→ Required work
Search the material for "small" and show all lines that contain it.

→ Data under study
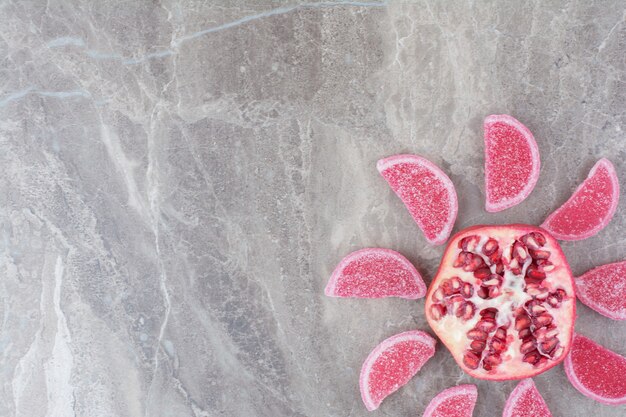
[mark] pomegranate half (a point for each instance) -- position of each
(503, 301)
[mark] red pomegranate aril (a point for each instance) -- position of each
(525, 333)
(539, 254)
(467, 290)
(543, 320)
(489, 312)
(508, 279)
(437, 311)
(476, 334)
(522, 322)
(549, 345)
(490, 247)
(478, 345)
(482, 273)
(532, 356)
(471, 360)
(527, 345)
(486, 325)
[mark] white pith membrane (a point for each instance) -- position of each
(511, 302)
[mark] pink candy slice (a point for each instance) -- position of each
(525, 401)
(427, 192)
(604, 290)
(596, 372)
(392, 364)
(375, 273)
(590, 208)
(511, 162)
(453, 402)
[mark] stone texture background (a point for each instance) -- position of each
(179, 178)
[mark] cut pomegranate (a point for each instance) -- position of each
(453, 402)
(427, 192)
(525, 401)
(604, 290)
(596, 372)
(375, 273)
(590, 208)
(392, 364)
(522, 304)
(511, 162)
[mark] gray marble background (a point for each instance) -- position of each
(180, 178)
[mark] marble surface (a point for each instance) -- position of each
(180, 178)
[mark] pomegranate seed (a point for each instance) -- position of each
(527, 345)
(541, 361)
(519, 252)
(470, 359)
(500, 333)
(493, 360)
(437, 311)
(537, 309)
(477, 334)
(522, 322)
(539, 254)
(468, 311)
(494, 292)
(497, 345)
(461, 259)
(531, 357)
(438, 295)
(467, 290)
(489, 312)
(483, 292)
(478, 345)
(490, 247)
(525, 333)
(549, 345)
(486, 325)
(543, 320)
(482, 273)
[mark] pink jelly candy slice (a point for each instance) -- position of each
(596, 372)
(453, 402)
(525, 401)
(511, 162)
(590, 208)
(427, 192)
(375, 273)
(392, 364)
(604, 290)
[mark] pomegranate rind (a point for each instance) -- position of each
(457, 401)
(502, 170)
(588, 210)
(448, 260)
(607, 369)
(426, 191)
(422, 348)
(375, 273)
(526, 401)
(603, 289)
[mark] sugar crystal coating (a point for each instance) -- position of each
(604, 290)
(596, 372)
(590, 208)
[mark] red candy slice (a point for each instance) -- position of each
(511, 162)
(596, 372)
(375, 273)
(525, 401)
(453, 402)
(604, 290)
(590, 208)
(392, 364)
(427, 192)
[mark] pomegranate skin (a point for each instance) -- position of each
(510, 364)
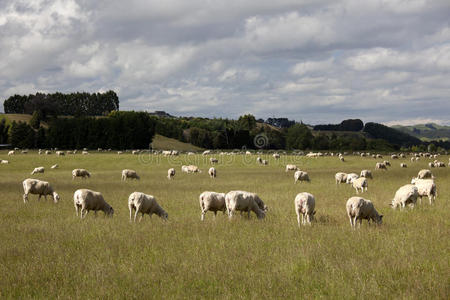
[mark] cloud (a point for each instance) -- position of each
(318, 61)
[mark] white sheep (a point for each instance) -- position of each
(425, 187)
(83, 173)
(359, 208)
(301, 176)
(366, 174)
(424, 173)
(38, 170)
(305, 204)
(145, 204)
(351, 177)
(380, 166)
(360, 184)
(171, 173)
(38, 187)
(88, 200)
(340, 177)
(291, 168)
(127, 173)
(212, 172)
(212, 201)
(245, 201)
(405, 195)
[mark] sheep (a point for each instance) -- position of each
(145, 204)
(380, 166)
(424, 173)
(305, 204)
(245, 201)
(212, 201)
(359, 208)
(127, 173)
(171, 173)
(212, 172)
(351, 177)
(425, 187)
(88, 200)
(291, 168)
(80, 173)
(360, 183)
(340, 177)
(301, 176)
(405, 195)
(38, 170)
(366, 174)
(38, 187)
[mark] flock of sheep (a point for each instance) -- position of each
(357, 208)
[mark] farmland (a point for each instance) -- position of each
(47, 252)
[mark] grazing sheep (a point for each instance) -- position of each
(38, 187)
(424, 173)
(359, 208)
(305, 204)
(88, 200)
(212, 172)
(127, 173)
(425, 187)
(360, 183)
(291, 168)
(171, 173)
(301, 176)
(212, 201)
(145, 204)
(340, 177)
(351, 177)
(405, 195)
(38, 170)
(80, 173)
(366, 174)
(380, 166)
(245, 201)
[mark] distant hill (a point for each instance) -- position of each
(426, 132)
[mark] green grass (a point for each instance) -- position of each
(47, 252)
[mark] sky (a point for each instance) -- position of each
(316, 61)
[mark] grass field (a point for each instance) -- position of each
(47, 252)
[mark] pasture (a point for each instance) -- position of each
(47, 252)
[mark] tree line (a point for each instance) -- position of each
(73, 104)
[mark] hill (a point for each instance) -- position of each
(426, 132)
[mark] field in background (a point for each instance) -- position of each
(47, 252)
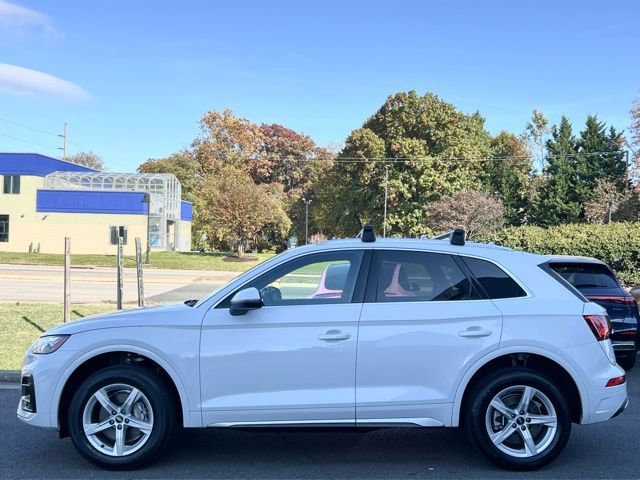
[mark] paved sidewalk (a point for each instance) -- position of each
(39, 283)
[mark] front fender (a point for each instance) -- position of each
(191, 417)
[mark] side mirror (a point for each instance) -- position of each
(245, 300)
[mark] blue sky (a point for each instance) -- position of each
(132, 78)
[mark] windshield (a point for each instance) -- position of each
(243, 275)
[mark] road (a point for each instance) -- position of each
(606, 450)
(44, 284)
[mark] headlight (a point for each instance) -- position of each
(49, 343)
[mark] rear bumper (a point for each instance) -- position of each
(623, 348)
(622, 408)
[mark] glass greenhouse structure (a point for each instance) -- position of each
(164, 195)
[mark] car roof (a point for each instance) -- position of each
(575, 259)
(483, 250)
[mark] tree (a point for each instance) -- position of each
(559, 201)
(600, 157)
(294, 161)
(477, 212)
(226, 139)
(509, 175)
(233, 209)
(536, 132)
(88, 159)
(635, 131)
(349, 195)
(431, 149)
(184, 166)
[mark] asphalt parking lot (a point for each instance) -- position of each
(606, 450)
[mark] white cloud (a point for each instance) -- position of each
(20, 21)
(24, 81)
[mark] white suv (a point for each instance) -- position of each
(346, 334)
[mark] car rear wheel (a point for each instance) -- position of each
(121, 417)
(518, 419)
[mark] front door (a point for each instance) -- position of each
(422, 323)
(292, 361)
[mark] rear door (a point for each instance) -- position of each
(422, 324)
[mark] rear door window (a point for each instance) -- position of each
(495, 281)
(586, 275)
(409, 276)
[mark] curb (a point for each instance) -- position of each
(9, 376)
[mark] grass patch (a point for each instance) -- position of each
(21, 324)
(174, 260)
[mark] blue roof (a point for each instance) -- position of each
(91, 201)
(36, 165)
(186, 210)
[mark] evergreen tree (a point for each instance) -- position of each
(509, 176)
(592, 164)
(559, 202)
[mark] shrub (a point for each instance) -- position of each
(617, 244)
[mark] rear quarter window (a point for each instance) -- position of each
(495, 281)
(586, 275)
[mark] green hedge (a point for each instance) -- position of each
(617, 244)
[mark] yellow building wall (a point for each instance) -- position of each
(21, 209)
(89, 232)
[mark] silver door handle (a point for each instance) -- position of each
(334, 335)
(475, 332)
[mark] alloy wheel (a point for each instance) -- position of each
(521, 421)
(118, 420)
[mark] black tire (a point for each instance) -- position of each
(627, 362)
(159, 399)
(476, 418)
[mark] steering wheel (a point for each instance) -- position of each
(271, 295)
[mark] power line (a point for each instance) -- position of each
(340, 159)
(27, 141)
(27, 127)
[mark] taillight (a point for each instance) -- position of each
(614, 382)
(599, 325)
(620, 299)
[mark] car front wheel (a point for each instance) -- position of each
(518, 419)
(121, 417)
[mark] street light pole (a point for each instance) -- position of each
(386, 196)
(306, 220)
(147, 199)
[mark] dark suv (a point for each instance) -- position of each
(595, 280)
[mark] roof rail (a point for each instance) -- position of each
(366, 234)
(455, 236)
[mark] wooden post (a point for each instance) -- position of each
(119, 286)
(67, 277)
(139, 273)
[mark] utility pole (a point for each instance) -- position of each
(306, 220)
(386, 196)
(64, 142)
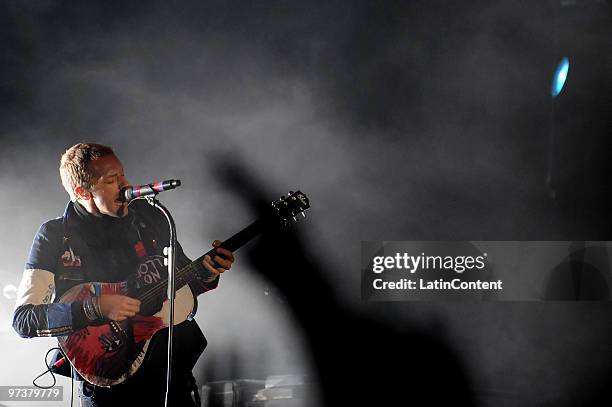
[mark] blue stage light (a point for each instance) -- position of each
(560, 77)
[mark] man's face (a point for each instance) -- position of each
(108, 180)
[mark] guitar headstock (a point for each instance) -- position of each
(289, 207)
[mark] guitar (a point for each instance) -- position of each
(112, 352)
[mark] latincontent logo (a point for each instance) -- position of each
(449, 272)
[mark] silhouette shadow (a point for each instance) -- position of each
(359, 361)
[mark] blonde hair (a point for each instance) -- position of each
(74, 168)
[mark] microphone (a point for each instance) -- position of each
(126, 194)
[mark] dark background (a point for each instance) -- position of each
(412, 120)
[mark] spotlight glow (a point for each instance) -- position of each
(560, 77)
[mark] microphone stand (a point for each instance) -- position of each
(169, 259)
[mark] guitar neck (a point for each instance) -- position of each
(188, 273)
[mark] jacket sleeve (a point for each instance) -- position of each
(35, 314)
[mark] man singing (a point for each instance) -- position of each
(100, 239)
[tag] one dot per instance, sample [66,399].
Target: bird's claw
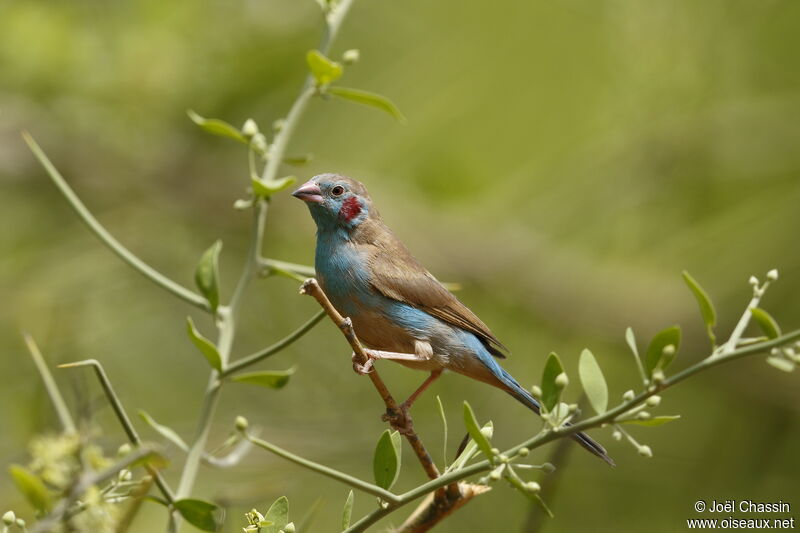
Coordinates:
[359,368]
[399,419]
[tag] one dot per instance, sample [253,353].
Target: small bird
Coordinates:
[398,309]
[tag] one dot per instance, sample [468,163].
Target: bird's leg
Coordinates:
[422,352]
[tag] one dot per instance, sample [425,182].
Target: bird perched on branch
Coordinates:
[398,309]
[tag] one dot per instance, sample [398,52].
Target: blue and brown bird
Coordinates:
[398,309]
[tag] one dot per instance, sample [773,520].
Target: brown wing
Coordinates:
[396,274]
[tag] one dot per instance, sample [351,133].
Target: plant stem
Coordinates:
[260,355]
[106,238]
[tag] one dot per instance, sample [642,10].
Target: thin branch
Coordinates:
[106,238]
[347,479]
[59,404]
[124,420]
[312,288]
[262,354]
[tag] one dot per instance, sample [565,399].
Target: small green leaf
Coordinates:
[324,70]
[218,127]
[444,426]
[347,513]
[32,487]
[656,358]
[654,421]
[199,513]
[551,392]
[273,379]
[204,345]
[165,431]
[475,432]
[278,515]
[206,276]
[268,188]
[781,363]
[706,307]
[766,322]
[386,462]
[367,98]
[594,384]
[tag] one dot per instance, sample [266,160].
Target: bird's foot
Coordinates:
[400,419]
[362,368]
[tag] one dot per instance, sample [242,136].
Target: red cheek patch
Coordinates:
[351,208]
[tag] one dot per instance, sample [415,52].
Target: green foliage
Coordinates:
[206,276]
[201,514]
[594,384]
[707,310]
[367,98]
[324,70]
[386,461]
[32,487]
[205,346]
[272,379]
[347,512]
[551,392]
[767,324]
[662,349]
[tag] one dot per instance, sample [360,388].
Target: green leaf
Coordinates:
[165,431]
[766,322]
[206,276]
[706,307]
[218,127]
[347,513]
[278,514]
[268,188]
[594,384]
[324,70]
[656,358]
[199,513]
[367,98]
[204,345]
[386,462]
[654,421]
[781,363]
[273,379]
[550,392]
[475,432]
[444,425]
[32,487]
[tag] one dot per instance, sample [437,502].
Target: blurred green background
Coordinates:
[564,160]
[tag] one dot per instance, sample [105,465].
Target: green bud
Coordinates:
[250,128]
[652,401]
[532,487]
[628,396]
[351,56]
[124,450]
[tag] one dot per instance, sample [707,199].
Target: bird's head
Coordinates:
[336,202]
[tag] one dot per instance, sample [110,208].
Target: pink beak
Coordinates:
[309,192]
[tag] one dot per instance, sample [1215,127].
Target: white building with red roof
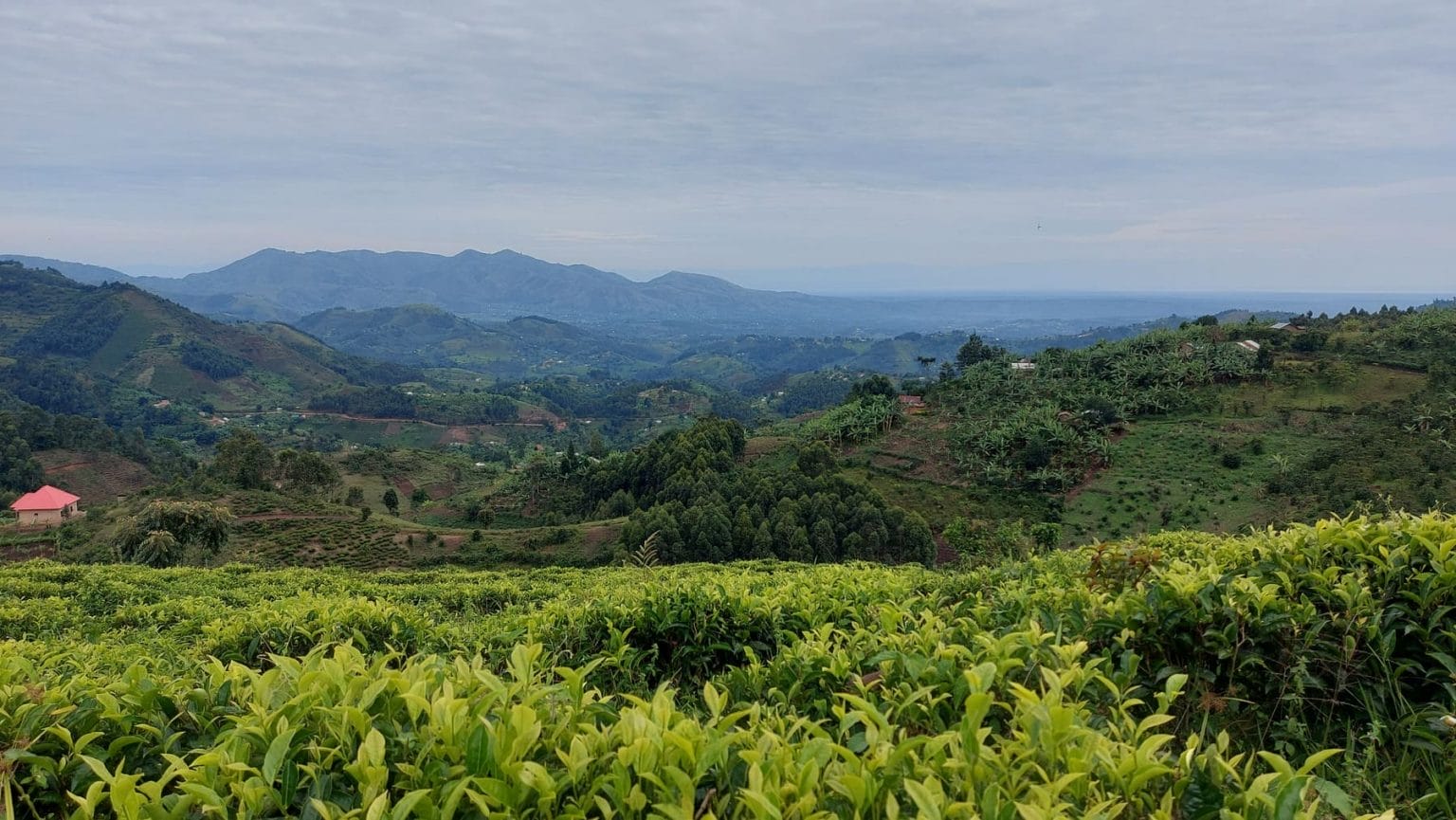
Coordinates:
[46,505]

→ Answer space
Target: small bird
Target: small green leaf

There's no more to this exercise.